- _Aim of the exercise_
In the records, write out the part that opens with the line containing "<item>distant hill</item> ->" and closes with the line containing "Outline every instance of the <item>distant" again, swapping every "distant hill" for "faraway hill" and leaving all else untouched.
=====
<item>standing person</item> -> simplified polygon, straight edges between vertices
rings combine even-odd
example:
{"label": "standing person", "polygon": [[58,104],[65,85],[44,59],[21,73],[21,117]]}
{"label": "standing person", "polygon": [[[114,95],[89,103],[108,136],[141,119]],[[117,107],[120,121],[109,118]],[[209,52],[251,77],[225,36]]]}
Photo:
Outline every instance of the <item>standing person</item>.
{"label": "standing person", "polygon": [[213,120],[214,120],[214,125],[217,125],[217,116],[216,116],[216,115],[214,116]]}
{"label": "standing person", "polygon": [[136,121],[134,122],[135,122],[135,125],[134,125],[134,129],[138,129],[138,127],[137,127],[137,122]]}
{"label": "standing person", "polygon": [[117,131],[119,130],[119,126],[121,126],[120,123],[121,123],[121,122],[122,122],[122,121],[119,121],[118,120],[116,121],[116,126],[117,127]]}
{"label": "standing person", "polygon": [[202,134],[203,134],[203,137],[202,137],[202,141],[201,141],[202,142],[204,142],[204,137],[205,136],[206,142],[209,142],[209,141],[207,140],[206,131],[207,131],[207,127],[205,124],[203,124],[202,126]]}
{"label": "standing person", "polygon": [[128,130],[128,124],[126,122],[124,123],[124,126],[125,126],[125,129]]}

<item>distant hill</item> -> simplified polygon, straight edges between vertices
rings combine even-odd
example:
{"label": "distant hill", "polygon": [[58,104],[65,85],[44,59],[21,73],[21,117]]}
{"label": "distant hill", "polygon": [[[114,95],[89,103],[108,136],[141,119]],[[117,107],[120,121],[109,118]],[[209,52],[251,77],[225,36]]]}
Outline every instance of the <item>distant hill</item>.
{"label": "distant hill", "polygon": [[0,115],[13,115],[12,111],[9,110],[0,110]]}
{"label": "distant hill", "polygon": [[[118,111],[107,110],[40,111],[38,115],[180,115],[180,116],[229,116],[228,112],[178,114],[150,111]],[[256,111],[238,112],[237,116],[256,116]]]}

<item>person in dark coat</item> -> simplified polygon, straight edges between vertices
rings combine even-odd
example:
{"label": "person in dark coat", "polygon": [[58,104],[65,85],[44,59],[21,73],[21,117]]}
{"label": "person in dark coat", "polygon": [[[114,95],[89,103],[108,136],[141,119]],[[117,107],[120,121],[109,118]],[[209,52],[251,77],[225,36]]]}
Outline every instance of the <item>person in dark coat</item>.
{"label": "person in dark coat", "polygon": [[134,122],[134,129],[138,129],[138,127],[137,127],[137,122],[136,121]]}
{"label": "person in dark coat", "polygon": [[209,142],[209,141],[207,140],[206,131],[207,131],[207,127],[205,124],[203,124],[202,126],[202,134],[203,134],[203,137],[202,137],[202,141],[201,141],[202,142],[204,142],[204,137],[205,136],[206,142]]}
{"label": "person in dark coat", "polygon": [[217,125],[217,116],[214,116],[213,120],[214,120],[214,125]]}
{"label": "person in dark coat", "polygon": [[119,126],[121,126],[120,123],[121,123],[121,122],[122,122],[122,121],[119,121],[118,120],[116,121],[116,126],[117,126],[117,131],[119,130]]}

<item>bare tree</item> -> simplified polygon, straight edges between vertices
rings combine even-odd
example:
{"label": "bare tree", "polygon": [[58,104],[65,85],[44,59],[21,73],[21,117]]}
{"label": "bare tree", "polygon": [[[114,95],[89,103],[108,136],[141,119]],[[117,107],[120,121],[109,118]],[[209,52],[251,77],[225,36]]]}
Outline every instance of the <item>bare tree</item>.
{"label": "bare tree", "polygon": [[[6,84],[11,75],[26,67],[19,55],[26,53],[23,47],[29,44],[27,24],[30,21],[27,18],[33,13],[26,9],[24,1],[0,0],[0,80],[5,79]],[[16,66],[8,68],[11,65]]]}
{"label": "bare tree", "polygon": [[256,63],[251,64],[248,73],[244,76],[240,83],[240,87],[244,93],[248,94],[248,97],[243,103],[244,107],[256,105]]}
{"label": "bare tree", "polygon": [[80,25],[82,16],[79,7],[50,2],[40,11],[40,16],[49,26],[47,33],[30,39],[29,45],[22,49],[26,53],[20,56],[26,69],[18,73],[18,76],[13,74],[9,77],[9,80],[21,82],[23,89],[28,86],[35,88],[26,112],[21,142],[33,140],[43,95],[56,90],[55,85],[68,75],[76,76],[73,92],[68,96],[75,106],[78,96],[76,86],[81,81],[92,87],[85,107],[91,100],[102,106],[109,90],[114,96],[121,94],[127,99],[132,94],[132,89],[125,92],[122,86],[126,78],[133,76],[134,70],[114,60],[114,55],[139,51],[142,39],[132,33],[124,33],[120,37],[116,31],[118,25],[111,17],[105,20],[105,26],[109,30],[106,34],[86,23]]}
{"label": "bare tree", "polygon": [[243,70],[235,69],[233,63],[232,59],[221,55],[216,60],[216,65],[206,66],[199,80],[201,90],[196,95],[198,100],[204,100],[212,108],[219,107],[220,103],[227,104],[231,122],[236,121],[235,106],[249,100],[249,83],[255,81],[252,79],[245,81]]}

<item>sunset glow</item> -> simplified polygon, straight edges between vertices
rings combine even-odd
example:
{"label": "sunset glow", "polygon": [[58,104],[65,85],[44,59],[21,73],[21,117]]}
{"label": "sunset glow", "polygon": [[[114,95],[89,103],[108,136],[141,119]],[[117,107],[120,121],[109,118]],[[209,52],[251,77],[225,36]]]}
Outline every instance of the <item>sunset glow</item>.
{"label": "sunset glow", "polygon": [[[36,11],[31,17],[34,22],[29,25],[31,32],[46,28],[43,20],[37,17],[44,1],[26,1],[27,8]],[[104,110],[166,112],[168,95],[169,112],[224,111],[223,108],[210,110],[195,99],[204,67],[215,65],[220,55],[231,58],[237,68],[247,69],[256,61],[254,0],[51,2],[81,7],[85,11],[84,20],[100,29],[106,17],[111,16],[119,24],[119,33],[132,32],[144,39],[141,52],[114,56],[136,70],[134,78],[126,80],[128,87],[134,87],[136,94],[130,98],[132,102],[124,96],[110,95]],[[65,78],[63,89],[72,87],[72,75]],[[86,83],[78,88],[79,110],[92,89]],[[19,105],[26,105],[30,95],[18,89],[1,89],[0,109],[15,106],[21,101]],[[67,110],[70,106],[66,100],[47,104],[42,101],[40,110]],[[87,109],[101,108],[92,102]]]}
=====
- _Written response_
<item>faraway hill</item> -> simplified polygon, straight edges between vertices
rings combine even-odd
example:
{"label": "faraway hill", "polygon": [[58,104],[65,85],[44,59],[21,73],[21,117]]}
{"label": "faraway hill", "polygon": [[[114,95],[89,103],[108,136],[141,119]],[[117,107],[120,121],[109,118]],[[209,52],[251,77],[225,36]]]}
Outline every instance of the <item>faraway hill</item>.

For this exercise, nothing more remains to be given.